• Direction
List each line in the material below that contains the word "scooter". Case counts, so skip lines where it appears only with different capitals.

• Data for the task
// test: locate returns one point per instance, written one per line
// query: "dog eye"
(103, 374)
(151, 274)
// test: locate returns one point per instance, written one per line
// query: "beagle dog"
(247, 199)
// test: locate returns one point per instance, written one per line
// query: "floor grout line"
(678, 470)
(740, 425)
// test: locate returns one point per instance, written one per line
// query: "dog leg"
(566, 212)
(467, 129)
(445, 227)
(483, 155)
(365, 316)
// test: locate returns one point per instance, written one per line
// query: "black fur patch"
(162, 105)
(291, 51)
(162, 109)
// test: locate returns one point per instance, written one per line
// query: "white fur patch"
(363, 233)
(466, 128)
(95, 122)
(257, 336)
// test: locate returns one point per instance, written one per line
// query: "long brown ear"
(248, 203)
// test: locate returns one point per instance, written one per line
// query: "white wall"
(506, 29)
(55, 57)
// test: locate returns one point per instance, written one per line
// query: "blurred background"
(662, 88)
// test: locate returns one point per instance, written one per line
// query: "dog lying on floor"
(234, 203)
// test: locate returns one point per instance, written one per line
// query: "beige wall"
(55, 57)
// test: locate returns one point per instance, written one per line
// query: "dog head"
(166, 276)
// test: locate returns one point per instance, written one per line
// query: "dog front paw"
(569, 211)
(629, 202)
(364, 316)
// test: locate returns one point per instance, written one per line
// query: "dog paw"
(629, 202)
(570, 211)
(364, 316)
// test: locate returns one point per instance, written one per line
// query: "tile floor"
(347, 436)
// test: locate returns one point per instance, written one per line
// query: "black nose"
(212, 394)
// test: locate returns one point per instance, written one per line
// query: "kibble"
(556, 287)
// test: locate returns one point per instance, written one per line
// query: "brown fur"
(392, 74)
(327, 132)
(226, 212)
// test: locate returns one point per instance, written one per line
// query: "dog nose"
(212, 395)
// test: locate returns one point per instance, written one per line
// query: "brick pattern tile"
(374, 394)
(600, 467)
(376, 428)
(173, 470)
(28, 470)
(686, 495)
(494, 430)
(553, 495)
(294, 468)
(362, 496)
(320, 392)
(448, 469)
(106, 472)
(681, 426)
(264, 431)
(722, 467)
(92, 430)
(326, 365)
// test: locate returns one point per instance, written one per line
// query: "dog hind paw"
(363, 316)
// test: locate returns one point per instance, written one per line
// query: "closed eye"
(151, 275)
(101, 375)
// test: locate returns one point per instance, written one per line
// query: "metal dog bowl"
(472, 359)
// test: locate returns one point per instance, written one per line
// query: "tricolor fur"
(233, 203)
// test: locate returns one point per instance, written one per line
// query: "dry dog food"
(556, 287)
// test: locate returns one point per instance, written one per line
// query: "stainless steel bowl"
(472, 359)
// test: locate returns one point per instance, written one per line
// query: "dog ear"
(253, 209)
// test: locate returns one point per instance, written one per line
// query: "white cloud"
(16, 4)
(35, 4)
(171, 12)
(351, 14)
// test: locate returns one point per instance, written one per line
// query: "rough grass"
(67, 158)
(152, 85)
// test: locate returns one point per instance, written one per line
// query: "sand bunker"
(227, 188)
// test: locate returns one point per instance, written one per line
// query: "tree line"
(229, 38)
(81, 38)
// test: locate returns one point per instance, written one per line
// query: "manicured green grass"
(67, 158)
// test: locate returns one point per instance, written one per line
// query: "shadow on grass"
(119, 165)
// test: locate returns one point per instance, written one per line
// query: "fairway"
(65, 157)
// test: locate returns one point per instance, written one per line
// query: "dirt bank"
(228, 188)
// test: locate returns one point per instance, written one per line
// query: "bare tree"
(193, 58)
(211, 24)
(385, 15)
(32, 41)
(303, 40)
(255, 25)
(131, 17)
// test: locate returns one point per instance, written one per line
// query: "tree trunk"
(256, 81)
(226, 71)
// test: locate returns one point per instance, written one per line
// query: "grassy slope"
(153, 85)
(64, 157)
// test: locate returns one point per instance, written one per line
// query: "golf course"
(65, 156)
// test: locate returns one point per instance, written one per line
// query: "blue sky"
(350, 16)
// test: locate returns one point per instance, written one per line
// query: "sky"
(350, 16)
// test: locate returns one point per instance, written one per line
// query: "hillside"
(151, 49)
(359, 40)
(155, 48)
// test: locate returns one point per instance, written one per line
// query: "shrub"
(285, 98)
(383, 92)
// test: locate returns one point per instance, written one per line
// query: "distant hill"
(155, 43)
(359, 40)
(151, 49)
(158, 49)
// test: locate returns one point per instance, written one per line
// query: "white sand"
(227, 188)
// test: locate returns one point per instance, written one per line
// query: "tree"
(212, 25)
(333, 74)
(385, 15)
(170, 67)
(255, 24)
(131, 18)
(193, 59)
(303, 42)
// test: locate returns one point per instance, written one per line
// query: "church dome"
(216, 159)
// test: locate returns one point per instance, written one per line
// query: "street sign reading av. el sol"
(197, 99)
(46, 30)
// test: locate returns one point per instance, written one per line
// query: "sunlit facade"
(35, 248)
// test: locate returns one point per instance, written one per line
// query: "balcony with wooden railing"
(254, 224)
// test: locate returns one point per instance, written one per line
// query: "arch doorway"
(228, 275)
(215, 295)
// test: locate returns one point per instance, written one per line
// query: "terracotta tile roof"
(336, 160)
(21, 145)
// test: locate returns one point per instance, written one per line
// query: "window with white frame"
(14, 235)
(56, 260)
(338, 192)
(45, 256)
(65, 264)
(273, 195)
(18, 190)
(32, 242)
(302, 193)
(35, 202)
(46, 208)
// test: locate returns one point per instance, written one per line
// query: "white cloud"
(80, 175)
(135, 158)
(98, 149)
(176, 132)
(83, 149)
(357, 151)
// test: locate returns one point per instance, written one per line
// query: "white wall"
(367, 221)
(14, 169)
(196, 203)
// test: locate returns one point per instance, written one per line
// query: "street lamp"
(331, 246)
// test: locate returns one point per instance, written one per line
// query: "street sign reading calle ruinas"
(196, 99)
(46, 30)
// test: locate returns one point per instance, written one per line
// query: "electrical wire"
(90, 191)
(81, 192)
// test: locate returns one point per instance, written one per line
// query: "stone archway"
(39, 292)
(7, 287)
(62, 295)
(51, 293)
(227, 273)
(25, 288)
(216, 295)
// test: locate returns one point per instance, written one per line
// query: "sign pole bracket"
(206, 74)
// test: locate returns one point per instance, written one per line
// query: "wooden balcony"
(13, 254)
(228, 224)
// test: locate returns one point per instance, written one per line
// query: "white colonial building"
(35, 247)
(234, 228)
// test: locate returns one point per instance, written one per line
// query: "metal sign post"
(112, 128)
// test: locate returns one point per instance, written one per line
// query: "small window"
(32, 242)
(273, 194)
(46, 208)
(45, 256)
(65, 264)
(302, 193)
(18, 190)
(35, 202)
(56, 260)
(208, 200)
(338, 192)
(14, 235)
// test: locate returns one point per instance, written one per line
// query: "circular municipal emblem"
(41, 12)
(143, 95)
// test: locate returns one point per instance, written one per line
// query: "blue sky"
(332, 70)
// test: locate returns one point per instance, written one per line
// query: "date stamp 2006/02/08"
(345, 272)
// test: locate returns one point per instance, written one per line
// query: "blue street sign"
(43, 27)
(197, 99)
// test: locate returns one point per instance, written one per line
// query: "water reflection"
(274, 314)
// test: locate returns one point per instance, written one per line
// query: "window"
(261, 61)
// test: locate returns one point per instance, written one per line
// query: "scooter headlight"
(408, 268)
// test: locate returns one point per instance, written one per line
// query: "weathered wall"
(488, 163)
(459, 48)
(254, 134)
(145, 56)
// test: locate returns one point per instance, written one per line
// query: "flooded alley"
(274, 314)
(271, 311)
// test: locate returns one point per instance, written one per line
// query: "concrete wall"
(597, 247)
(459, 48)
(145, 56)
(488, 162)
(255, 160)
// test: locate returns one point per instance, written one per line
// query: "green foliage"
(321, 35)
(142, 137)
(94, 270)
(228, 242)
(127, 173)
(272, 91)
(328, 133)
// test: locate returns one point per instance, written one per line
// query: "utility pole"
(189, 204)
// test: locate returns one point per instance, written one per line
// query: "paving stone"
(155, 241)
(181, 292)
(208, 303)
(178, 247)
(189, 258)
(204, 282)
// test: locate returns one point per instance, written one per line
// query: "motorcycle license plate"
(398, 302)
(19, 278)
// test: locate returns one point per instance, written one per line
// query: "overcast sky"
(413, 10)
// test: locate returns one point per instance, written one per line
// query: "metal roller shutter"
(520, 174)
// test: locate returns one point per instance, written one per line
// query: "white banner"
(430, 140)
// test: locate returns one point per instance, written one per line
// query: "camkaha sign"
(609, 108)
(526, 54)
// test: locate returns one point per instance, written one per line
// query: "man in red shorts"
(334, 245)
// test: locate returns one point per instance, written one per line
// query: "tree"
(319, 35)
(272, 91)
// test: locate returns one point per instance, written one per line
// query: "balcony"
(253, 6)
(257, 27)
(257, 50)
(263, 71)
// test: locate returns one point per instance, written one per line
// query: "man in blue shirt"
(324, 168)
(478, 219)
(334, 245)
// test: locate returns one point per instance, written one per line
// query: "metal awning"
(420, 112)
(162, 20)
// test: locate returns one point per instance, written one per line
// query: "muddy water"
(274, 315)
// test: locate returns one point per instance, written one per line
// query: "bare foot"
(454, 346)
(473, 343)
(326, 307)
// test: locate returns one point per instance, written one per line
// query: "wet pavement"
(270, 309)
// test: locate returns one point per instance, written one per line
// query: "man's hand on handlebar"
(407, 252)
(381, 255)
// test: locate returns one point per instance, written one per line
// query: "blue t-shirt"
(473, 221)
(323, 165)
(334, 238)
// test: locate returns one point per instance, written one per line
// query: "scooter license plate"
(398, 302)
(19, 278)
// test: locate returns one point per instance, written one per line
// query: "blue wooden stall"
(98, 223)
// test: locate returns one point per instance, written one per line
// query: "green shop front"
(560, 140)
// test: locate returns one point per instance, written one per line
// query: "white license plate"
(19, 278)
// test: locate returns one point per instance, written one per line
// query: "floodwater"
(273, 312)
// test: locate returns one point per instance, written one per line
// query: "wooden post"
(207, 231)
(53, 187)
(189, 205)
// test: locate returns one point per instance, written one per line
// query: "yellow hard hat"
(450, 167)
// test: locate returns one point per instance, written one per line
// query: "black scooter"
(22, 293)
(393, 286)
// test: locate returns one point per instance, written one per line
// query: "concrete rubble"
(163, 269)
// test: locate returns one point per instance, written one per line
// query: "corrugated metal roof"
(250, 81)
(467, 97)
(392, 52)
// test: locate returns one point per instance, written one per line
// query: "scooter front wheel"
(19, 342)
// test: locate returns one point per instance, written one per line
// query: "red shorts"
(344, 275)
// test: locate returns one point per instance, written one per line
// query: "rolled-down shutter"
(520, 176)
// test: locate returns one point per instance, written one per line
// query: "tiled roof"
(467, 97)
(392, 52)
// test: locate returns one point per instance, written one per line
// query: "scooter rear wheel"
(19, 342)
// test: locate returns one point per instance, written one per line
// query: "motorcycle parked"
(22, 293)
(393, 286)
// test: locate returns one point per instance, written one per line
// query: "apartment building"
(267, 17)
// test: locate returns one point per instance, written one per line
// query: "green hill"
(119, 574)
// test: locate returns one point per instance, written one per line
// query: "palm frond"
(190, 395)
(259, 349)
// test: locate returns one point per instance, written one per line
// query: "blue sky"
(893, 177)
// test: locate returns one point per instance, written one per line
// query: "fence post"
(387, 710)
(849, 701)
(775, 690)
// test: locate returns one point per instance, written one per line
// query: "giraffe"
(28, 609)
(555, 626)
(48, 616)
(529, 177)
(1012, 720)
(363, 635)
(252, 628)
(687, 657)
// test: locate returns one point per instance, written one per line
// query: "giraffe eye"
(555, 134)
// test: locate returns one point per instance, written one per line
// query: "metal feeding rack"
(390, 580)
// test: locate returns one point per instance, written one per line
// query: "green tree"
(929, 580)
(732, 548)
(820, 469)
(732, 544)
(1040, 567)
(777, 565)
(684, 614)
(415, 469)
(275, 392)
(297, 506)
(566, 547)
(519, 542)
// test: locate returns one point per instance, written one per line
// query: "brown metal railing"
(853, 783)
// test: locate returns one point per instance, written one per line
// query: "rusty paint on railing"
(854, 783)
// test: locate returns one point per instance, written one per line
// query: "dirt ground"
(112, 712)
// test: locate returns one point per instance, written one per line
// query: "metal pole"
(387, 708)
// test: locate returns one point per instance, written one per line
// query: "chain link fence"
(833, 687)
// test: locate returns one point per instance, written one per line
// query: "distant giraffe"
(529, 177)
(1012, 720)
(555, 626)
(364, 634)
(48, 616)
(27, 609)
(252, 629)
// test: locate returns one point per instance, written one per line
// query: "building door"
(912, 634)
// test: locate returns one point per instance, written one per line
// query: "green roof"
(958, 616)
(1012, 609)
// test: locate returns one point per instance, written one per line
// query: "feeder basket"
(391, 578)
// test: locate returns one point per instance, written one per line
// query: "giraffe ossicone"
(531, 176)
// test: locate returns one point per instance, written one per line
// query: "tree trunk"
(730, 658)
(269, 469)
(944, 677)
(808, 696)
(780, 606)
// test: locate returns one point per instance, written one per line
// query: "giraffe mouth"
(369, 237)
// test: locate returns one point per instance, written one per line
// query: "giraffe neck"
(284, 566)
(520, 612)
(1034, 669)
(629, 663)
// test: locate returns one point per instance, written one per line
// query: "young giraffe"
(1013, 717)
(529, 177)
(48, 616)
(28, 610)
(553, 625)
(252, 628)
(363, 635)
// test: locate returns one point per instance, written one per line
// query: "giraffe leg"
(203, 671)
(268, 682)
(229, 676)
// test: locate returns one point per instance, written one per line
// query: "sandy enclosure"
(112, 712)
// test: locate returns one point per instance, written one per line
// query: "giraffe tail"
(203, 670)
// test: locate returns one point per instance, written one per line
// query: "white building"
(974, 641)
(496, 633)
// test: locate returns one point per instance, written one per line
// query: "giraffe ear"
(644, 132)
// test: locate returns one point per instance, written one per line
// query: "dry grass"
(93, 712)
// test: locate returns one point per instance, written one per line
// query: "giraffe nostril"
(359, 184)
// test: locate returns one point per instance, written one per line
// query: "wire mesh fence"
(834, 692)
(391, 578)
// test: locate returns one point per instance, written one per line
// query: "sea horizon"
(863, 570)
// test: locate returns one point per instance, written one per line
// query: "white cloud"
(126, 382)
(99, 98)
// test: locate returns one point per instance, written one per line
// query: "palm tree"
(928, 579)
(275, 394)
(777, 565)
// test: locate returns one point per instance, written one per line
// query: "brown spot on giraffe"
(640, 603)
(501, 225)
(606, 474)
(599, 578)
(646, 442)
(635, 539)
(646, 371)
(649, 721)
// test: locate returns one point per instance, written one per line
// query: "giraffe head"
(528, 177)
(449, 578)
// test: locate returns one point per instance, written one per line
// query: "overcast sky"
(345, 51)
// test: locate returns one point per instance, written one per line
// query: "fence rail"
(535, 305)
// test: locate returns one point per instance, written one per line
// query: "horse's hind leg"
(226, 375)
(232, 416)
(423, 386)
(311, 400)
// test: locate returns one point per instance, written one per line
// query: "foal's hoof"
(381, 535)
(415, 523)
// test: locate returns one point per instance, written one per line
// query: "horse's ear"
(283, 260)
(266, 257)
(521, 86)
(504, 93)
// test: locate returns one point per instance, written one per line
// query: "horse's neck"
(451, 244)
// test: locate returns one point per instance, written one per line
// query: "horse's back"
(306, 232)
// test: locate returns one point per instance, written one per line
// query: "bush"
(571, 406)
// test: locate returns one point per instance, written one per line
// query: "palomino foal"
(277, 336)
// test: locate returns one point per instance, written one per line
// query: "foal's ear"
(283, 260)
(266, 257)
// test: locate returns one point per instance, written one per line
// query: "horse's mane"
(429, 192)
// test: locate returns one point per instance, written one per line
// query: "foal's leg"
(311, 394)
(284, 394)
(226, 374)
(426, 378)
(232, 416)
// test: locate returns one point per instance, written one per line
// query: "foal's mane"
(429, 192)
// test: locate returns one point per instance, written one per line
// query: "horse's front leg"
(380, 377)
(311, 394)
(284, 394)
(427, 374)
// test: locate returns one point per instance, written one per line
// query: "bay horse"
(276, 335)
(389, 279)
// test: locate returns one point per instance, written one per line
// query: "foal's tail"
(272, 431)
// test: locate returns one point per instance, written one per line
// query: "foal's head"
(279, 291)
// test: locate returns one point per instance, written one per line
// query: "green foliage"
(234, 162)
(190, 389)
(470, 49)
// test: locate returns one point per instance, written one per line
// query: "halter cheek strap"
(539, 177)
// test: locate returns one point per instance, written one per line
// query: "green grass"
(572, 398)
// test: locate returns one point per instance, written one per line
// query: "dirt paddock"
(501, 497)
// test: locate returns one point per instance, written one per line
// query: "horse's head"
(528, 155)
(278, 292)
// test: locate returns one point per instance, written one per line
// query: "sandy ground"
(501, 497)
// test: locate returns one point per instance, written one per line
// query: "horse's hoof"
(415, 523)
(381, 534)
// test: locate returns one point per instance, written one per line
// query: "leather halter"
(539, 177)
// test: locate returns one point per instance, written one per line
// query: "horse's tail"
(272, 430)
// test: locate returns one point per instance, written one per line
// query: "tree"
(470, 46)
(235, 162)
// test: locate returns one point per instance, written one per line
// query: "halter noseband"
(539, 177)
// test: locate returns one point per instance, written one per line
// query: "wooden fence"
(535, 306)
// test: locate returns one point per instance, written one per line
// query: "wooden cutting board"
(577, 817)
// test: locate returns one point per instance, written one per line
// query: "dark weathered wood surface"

• Reply
// query: "scooter headlight"
// query: "scooter license plate"
// query: "black scooter"
// query: "scooter front wheel"
// query: "scooter rear wheel"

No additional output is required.